After the formation of the Si(111)–H surface, the surface was functionalized by photografting of 3-MPA molecules at room temperature as detailed in Scheme 1 (step B→C). The modified surface was characterized using X-ray photoelectron spectroscopy (XPS) to obtain the binding energies of C, S, and Si elements. Fig. 1 shows the C1s, S2p and Si2p regions of the resulting XPS spectra of the 3-MPA-modified Si(111) surface (step C). By examining the C1s XPS spectrum, a major peak at 285.2 eV can be attributed to the –CH₂–, which is consistent with recent studies.^31–33 The shoulder peak at 286.1 eV can be attributed to the alcohol carbon (C–O) of the 3-MPA-modified Si(111).^34,35 According to the XPS spectrum, we can estimate the atomic ratio of the two types of carbon to be nearly 2 : 1, corresponding to the theoretical ratio. As shown in Fig. 1b, the S2p XPS spectrum shows typical S peaks at 168.3 eV and 170.2 eV, fitted by a doublet of Voigt peaks with a fixed intensity ratio of S2p_3/2 : S2p_1/2 = 2 : 1. This shows that the S–H bond is well maintained.^36,37 The doublet peaks found at 99.8 and 100.6 eV are in good agreement with the Si2p_3/2 and Si2p_1/2 in the expected 2 : 1 area ratio (Fig. 1c). In particular, the silicon spectrum also displays a weak broad peak within the region of 102–105 eV. We assigned this peak to the formation of the Si–O bonds, which is consistent with a previous study.^38,39

Fig. 1 X-ray photoelectron region spectra of a monolayer of 3-MPA grafted on a Si(111)–H surface prepared by the method of white-light irradiation, (a) C 1s, (b) S 2p, (c) Si 2p and (d) the analyzed grafted structure of 3-MPA on the Si(111)–H surface.
——
» GIVEN PROBLEM
Copy out the passage on the XPS analysis of the 3-MPA-modified silicon surface word for word, including the figure caption.
——
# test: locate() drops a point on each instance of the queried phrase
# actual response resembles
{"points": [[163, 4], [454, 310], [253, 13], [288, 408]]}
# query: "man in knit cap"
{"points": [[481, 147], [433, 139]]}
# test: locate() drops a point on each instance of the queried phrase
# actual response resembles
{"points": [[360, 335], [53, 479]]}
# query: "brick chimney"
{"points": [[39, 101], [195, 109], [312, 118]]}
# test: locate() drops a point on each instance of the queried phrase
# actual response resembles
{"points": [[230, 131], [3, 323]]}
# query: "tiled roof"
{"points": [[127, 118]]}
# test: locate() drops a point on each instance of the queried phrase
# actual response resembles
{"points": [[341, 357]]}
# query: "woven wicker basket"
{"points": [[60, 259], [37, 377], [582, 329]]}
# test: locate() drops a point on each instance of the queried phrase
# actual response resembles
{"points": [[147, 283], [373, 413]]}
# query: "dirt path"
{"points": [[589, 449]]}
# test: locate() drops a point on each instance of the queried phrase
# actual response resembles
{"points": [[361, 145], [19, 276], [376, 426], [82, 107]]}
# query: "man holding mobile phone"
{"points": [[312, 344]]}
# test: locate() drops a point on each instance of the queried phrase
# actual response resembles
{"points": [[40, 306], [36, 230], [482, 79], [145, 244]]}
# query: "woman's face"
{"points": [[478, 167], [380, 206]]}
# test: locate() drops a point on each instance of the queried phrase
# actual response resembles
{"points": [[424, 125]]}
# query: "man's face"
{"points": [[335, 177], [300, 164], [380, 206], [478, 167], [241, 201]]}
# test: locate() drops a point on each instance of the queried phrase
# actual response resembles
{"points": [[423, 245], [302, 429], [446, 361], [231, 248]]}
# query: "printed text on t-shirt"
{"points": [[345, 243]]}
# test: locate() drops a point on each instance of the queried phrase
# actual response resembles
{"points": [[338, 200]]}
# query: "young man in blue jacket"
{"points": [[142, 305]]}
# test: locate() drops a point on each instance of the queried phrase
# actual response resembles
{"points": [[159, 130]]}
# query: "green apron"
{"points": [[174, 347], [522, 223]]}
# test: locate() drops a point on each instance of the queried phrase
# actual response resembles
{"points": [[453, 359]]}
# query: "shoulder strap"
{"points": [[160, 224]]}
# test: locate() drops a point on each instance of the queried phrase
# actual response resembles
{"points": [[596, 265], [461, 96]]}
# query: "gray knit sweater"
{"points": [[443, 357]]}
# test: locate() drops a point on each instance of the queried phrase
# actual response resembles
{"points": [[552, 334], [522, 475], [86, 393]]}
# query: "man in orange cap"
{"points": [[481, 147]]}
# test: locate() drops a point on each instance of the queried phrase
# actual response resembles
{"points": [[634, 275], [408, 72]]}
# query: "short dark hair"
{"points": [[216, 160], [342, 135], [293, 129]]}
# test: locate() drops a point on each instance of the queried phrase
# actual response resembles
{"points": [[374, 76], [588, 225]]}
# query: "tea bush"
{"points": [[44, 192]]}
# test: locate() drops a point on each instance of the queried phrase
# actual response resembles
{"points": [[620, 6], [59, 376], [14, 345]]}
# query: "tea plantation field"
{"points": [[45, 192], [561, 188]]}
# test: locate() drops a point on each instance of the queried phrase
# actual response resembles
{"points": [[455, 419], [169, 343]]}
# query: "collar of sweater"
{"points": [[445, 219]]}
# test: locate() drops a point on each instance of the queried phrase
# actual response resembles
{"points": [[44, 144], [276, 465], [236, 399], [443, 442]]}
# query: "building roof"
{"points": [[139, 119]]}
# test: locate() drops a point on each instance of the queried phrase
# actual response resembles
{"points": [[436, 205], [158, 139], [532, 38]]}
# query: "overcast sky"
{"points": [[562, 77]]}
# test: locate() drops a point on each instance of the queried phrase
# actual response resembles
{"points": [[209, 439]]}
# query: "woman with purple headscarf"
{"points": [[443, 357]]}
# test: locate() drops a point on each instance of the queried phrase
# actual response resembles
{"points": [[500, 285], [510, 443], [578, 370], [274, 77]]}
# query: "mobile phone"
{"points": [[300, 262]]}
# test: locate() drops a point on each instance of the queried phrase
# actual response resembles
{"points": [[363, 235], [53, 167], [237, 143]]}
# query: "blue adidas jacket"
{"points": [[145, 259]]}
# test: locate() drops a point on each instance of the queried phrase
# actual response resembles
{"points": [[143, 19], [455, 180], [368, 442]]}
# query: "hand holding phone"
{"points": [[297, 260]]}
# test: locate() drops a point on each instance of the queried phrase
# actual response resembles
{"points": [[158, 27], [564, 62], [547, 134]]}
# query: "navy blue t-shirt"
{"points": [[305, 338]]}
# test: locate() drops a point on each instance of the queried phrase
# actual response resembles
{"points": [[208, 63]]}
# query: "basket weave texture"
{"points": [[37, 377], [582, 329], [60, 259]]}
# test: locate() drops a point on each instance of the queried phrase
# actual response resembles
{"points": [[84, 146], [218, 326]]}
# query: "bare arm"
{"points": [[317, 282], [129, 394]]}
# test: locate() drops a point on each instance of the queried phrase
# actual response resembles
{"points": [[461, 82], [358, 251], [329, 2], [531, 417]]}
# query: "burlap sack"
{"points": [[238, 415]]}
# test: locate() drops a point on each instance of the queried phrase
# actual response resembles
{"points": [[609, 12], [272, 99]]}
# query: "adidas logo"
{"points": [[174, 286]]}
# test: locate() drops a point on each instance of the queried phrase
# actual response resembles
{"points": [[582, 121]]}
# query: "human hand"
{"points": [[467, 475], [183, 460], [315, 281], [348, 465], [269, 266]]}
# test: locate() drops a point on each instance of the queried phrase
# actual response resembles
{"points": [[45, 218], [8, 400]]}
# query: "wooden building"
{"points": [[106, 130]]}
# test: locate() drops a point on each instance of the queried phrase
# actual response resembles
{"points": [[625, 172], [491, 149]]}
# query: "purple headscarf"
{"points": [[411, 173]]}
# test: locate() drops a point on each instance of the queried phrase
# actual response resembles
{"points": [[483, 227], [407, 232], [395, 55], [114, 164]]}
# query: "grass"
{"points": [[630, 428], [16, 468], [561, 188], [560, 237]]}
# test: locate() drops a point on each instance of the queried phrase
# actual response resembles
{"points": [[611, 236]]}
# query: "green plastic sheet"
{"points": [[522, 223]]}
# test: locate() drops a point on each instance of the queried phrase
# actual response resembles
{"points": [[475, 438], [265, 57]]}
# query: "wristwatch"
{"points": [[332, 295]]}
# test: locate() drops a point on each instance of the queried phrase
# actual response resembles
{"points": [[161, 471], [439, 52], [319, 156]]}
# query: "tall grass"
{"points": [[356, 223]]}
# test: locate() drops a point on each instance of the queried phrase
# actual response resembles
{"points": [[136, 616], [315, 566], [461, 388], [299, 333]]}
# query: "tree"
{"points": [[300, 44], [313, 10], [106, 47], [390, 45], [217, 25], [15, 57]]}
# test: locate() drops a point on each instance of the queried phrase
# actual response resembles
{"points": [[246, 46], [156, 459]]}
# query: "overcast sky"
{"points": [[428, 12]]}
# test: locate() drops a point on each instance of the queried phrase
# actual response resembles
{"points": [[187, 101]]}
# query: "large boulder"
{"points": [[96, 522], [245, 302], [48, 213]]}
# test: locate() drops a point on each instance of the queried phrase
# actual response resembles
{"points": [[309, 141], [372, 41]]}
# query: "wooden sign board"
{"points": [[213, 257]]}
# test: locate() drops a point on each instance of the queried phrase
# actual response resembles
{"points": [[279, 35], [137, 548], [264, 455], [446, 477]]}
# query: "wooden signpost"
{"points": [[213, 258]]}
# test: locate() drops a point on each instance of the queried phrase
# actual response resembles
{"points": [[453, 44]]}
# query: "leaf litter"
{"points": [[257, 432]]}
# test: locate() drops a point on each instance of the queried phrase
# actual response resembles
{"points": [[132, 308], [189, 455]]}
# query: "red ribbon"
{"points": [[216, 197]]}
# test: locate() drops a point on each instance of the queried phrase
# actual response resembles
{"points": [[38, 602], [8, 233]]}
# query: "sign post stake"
——
» ANSWER IN FULL
After the formation of the Si(111)–H surface, the surface was functionalized by photografting of 3-MPA molecules at room temperature as detailed in Scheme 1 (step B→C). The modified surface was characterized using X-ray photoelectron spectroscopy (XPS) to obtain the binding energies of C, S, and Si elements. Fig. 1 shows the C1s, S2p and Si2p regions of the resulting XPS spectra of the 3-MPA-modified Si(111) surface (step C). By examining the C1s XPS spectrum, a major peak at 285.2 eV can be attributed to the –CH₂–, which is consistent with recent studies.^31–33 The shoulder peak at 286.1 eV can be attributed to the alcohol carbon (C–O) of the 3-MPA-modified Si(111).^34,35 According to the XPS spectrum, we can estimate the atomic ratio of the two types of carbon to be nearly 2 : 1, corresponding to the theoretical ratio. As shown in Fig. 1b, the S2p XPS spectrum shows typical S peaks at 168.3 eV and 170.2 eV, fitted by a doublet of Voigt peaks with a fixed intensity ratio of S2p_3/2 : S2p_1/2 = 2 : 1. This shows that the S–H bond is well maintained.^36,37 The doublet peaks found at 99.8 and 100.6 eV are in good agreement with the Si2p_3/2 and Si2p_1/2 in the expected 2 : 1 area ratio (Fig. 1c). In particular, the silicon spectrum also displays a weak broad peak within the region of 102–105 eV. We assigned this peak to the formation of the Si–O bonds, which is consistent with a previous study.^38,39

Fig. 1 X-ray photoelectron region spectra of a monolayer of 3-MPA grafted on a Si(111)–H surface prepared by the method of white-light irradiation, (a) C 1s, (b) S 2p, (c) Si 2p and (d) the analyzed grafted structure of 3-MPA on the Si(111)–H surface.